Recast the material below as a JSON list of strings, one string per line, leaving out blank lines.

>> BEGIN DATASET CONTENT

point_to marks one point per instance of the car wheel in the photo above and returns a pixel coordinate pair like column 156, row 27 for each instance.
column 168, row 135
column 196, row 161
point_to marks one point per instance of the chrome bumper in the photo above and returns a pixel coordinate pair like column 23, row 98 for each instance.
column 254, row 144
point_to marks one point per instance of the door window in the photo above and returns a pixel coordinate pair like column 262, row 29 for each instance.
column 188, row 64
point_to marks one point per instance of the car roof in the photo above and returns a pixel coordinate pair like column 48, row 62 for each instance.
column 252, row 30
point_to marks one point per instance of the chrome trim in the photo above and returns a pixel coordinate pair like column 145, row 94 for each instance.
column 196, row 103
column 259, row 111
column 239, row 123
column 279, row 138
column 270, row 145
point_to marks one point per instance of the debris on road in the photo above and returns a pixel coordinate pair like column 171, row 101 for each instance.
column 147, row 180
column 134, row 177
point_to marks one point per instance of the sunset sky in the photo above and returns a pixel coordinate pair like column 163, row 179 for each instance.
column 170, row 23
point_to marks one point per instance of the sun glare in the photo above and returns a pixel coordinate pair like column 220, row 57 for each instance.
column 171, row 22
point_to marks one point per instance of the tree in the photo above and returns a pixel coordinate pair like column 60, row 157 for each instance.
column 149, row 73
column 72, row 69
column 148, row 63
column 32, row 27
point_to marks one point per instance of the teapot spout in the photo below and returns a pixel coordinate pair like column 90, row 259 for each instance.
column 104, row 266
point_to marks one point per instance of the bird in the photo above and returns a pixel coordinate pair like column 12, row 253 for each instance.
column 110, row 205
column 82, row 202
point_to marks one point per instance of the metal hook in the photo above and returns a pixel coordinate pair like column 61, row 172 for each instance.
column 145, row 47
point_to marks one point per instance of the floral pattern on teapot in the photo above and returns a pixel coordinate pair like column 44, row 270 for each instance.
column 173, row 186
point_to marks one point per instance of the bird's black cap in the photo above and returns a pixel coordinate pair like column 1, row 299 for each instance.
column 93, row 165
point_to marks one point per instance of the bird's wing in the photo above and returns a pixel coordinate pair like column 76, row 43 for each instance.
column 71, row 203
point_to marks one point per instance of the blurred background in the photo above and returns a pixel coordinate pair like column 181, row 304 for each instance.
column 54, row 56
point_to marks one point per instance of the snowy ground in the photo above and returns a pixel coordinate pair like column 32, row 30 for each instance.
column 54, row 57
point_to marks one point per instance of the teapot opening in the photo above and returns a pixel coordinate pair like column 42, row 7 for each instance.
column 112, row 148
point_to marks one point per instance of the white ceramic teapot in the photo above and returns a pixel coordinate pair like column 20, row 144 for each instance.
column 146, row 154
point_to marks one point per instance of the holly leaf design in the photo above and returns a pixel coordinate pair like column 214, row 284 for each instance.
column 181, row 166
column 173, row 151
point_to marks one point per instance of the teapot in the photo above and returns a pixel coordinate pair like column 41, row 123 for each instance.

>> END DATASET CONTENT

--- SOLUTION BELOW ---
[
  "point_to marks one point per instance of the car wheel in the photo above and returns a pixel coordinate pair like column 156, row 27 for each instance.",
  "column 168, row 135",
  "column 196, row 161",
  "point_to marks one point per instance of the chrome bumper in the photo above and returns a pixel coordinate pair like column 23, row 98 for each instance.",
  "column 254, row 144",
  "point_to marks one point per instance of the door window in the photo above and returns a pixel coordinate pair like column 262, row 29 for each instance.",
  "column 188, row 64",
  "point_to marks one point per instance of the car roof in the photo above and returns a pixel coordinate pair like column 48, row 62 for each instance.",
  "column 252, row 30",
  "point_to marks one point per instance of the chrome trim in the photo above and returns a pixel coordinate pair like column 145, row 94 for each instance.",
  "column 196, row 103",
  "column 259, row 111",
  "column 239, row 123",
  "column 279, row 138",
  "column 270, row 145",
  "point_to marks one point per instance of the debris on road in the photo above and returns a pixel coordinate pair like column 171, row 101 for each instance.",
  "column 147, row 180",
  "column 134, row 177",
  "point_to marks one point per instance of the sunset sky in the photo above and returns a pixel coordinate pair like column 163, row 179 for each instance.",
  "column 170, row 23",
  "point_to marks one point per instance of the sun glare in the photo above and returns a pixel coordinate pair like column 220, row 57 for each instance.",
  "column 171, row 22",
  "point_to marks one point per instance of the tree in the photo above and returns a pixel coordinate pair like column 60, row 157 for each instance.",
  "column 149, row 73",
  "column 72, row 69",
  "column 148, row 63",
  "column 32, row 27",
  "point_to marks one point per instance of the teapot spout in the photo below and returns a pixel coordinate pair like column 90, row 259 for each instance.",
  "column 104, row 266",
  "point_to marks one point per instance of the bird in the photo above and returns a pixel coordinate pair like column 12, row 253 for each instance.",
  "column 110, row 205",
  "column 82, row 202",
  "point_to marks one point per instance of the metal hook in the photo above and returns a pixel coordinate pair like column 61, row 172 for each instance.",
  "column 145, row 47",
  "point_to marks one point per instance of the floral pattern on teapot in the photo above and returns a pixel coordinate pair like column 44, row 270 for each instance.",
  "column 173, row 186",
  "point_to marks one point per instance of the bird's black cap in the photo above and returns a pixel coordinate pair like column 1, row 299 for each instance.",
  "column 93, row 165",
  "point_to marks one point per instance of the bird's wing in the photo above and returns a pixel coordinate pair like column 76, row 43 for each instance.",
  "column 71, row 203",
  "point_to marks one point per instance of the blurred background in the photo above and returns a pixel coordinate pair like column 181, row 304 for each instance.",
  "column 54, row 56",
  "point_to marks one point per instance of the snowy ground in the photo above and returns a pixel coordinate pair like column 32, row 30 for each instance.",
  "column 54, row 57",
  "point_to marks one point per instance of the teapot opening in the photo above and returns a pixel coordinate pair like column 42, row 7 for each instance.",
  "column 112, row 148",
  "point_to marks one point per instance of the white ceramic teapot in the photo above and returns a pixel coordinate pair like column 20, row 144 for each instance.",
  "column 146, row 154",
  "point_to marks one point per instance of the holly leaf design in the photo above and returns a pixel coordinate pair like column 214, row 284 for each instance.",
  "column 181, row 166",
  "column 173, row 151",
  "point_to marks one point per instance of the teapot in the photo above and returns a pixel coordinate pair like column 41, row 123 for each instance."
]